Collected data
+ + + +

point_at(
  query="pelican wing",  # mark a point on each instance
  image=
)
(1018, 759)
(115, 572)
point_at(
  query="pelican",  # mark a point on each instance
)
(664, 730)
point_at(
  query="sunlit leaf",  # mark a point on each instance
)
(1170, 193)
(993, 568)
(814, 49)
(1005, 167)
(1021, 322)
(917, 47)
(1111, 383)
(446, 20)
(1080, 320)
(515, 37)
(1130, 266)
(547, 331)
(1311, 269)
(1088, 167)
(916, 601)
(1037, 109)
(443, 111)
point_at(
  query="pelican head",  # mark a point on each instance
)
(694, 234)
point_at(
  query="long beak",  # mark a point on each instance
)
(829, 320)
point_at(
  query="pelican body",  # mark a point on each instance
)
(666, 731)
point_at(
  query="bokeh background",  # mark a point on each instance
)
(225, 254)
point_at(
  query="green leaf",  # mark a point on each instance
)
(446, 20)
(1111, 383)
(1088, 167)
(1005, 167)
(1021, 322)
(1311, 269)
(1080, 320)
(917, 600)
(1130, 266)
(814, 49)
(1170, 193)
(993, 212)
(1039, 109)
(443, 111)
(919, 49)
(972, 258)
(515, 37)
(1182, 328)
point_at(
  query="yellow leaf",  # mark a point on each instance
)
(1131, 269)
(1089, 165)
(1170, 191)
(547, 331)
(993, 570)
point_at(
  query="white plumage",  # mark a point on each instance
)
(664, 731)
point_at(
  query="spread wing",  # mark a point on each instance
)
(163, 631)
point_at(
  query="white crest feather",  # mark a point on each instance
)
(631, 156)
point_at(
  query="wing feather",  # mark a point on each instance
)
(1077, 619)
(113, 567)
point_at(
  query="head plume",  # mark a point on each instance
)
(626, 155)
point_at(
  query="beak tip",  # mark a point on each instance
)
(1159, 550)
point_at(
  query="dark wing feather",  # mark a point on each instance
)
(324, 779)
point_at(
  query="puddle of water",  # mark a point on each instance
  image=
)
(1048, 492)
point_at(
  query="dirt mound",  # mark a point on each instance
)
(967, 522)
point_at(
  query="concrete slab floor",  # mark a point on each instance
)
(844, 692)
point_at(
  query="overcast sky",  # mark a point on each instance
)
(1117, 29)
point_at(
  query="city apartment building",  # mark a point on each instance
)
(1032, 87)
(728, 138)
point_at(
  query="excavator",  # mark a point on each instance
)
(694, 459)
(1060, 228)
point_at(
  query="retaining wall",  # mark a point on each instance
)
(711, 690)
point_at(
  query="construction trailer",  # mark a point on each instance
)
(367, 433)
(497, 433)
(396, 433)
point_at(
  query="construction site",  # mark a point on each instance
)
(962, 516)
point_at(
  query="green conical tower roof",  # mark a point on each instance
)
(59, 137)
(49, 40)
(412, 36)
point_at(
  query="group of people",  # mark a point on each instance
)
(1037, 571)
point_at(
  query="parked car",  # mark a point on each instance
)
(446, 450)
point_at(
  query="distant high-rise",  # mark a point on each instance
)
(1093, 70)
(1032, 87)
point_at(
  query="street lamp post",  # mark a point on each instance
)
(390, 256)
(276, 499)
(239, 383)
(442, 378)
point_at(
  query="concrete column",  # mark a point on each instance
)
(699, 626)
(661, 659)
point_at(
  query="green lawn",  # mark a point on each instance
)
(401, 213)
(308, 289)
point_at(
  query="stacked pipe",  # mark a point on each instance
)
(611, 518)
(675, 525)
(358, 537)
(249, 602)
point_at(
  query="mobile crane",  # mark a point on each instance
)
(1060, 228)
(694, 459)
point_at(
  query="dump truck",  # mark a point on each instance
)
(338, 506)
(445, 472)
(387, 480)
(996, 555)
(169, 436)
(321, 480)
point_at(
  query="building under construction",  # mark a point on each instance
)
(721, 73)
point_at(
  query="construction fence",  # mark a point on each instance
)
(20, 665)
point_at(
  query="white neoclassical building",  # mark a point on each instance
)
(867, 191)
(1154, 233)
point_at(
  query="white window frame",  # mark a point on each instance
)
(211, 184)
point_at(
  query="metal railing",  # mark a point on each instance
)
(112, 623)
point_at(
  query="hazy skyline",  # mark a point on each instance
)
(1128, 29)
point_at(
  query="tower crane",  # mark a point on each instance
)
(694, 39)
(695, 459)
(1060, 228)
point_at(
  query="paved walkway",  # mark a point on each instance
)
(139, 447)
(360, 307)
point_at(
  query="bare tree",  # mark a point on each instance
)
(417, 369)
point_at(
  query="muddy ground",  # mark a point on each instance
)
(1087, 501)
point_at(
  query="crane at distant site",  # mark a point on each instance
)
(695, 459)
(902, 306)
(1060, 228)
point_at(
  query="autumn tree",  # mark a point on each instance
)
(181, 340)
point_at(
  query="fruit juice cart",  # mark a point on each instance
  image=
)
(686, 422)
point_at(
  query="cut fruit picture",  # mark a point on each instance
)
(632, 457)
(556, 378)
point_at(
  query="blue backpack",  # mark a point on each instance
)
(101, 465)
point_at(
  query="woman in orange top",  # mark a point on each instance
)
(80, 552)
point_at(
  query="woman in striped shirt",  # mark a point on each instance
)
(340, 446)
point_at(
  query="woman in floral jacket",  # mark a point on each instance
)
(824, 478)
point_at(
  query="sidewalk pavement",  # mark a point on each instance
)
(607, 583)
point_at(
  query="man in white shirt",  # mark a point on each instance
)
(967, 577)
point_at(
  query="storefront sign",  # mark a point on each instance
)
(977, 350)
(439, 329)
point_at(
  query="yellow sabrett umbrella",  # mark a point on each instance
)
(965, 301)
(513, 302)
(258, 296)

+ + + +

Task to complete:
Pull out every line in the records that contains the string "pelican", with case counting.

Completed exercise:
  query="pelican wing",  # mark a point on each instance
  query="pelican",  # mark a point on each instance
  query="pelican head",  # mark a point on each instance
  query="pelican body",  # mark a point on each instance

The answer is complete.